Work to do –
In the listing below, how many lines contain the word "label"? Give only the number.

Start Material

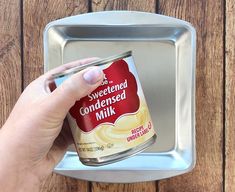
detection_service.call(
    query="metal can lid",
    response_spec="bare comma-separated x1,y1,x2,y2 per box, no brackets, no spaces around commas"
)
52,51,132,79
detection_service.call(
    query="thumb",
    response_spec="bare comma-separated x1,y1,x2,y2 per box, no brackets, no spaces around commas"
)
47,67,103,120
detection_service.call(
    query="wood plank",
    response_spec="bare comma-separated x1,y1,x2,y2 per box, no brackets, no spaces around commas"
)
91,182,157,192
159,0,224,192
92,0,157,192
23,0,89,192
225,0,235,192
40,174,89,192
0,0,21,128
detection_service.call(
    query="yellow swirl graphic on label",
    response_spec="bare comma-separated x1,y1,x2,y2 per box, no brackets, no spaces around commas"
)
75,100,155,158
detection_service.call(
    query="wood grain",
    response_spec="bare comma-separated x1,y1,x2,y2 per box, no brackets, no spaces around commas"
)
0,0,21,127
159,0,224,192
40,174,89,192
225,0,235,192
92,182,156,192
23,0,89,192
91,0,157,192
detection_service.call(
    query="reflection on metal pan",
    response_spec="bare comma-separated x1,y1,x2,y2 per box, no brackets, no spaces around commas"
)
44,11,196,183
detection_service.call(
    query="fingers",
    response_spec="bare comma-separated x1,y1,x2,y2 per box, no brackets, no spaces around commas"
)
43,67,103,118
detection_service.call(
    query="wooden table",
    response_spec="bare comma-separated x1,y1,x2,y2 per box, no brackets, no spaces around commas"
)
0,0,235,192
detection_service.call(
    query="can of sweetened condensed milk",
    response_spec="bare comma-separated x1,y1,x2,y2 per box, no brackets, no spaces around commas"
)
50,51,156,166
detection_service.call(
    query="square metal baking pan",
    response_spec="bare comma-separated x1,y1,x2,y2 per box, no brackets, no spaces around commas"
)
44,11,196,183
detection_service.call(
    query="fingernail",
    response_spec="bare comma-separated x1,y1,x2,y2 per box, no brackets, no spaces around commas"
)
83,67,103,85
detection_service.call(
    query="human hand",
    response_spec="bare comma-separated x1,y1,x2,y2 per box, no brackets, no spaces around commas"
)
0,58,103,192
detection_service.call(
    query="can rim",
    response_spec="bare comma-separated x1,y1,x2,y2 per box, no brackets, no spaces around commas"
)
52,51,132,79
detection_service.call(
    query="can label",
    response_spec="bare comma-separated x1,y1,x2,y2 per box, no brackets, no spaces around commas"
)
68,56,155,158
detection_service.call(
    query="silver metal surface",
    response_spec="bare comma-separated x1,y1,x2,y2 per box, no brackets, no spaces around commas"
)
44,11,196,182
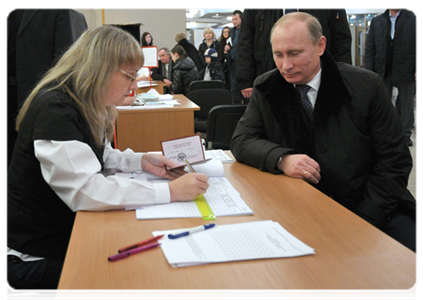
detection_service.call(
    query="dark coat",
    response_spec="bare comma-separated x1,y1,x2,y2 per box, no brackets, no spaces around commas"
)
151,59,173,81
171,57,199,95
365,8,420,81
6,8,87,106
231,53,419,227
198,39,220,59
178,39,206,71
236,8,352,89
199,61,224,82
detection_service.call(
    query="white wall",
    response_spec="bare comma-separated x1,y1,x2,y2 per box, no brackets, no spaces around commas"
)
74,8,186,49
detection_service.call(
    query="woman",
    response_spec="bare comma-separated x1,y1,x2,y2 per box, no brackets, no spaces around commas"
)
175,32,206,72
5,26,208,298
218,26,231,91
141,32,153,47
198,27,220,59
170,45,199,95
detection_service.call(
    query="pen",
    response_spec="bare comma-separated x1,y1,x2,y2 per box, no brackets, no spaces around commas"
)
108,243,160,261
118,234,164,253
185,158,197,173
168,223,216,240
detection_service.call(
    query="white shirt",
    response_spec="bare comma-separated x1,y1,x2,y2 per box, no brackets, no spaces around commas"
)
5,140,170,261
294,69,322,109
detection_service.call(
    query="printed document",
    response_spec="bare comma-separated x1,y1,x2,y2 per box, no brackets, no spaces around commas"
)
153,221,315,267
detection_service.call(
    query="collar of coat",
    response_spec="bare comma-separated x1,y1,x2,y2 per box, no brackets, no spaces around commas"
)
256,52,352,125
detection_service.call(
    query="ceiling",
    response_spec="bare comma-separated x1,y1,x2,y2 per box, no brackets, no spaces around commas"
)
186,8,244,29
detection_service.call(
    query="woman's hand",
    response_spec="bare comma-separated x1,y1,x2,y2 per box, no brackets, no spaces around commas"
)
141,153,186,180
169,173,209,202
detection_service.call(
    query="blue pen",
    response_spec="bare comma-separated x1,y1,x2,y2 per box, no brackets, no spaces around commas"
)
168,223,216,240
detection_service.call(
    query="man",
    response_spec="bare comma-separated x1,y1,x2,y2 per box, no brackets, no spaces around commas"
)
5,8,87,173
365,8,420,146
231,12,420,253
151,47,173,94
225,10,243,104
236,8,352,98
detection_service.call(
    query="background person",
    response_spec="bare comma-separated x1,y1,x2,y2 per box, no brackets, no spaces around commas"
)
231,12,420,253
141,32,153,47
151,47,173,94
5,26,208,299
365,8,420,146
198,27,220,60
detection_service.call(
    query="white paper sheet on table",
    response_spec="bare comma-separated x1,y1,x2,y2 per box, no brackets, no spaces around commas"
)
116,159,254,220
153,221,315,267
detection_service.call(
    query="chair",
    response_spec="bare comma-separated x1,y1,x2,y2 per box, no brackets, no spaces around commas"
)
207,104,247,150
188,80,225,91
5,292,48,300
186,89,232,132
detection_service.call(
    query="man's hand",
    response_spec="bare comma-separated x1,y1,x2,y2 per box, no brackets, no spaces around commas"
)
241,88,253,98
278,154,321,184
169,173,209,202
163,78,172,87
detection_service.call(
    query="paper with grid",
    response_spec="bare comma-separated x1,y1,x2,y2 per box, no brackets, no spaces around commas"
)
153,221,315,267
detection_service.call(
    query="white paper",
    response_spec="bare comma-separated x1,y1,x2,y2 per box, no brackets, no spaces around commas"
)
153,221,315,267
204,150,234,163
136,177,253,220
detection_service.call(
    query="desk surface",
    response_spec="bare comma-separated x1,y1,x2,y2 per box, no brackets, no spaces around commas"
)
56,156,420,300
116,95,200,152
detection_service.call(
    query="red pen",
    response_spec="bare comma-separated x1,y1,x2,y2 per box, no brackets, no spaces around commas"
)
118,234,164,253
108,243,160,261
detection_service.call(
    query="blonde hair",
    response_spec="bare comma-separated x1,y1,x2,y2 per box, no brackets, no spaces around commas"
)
203,27,216,38
270,12,323,45
16,26,144,146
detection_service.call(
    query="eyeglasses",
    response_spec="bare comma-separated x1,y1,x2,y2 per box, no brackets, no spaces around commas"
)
119,69,137,82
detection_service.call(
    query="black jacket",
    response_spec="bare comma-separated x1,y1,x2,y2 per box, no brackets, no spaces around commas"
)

End Material

Answer –
2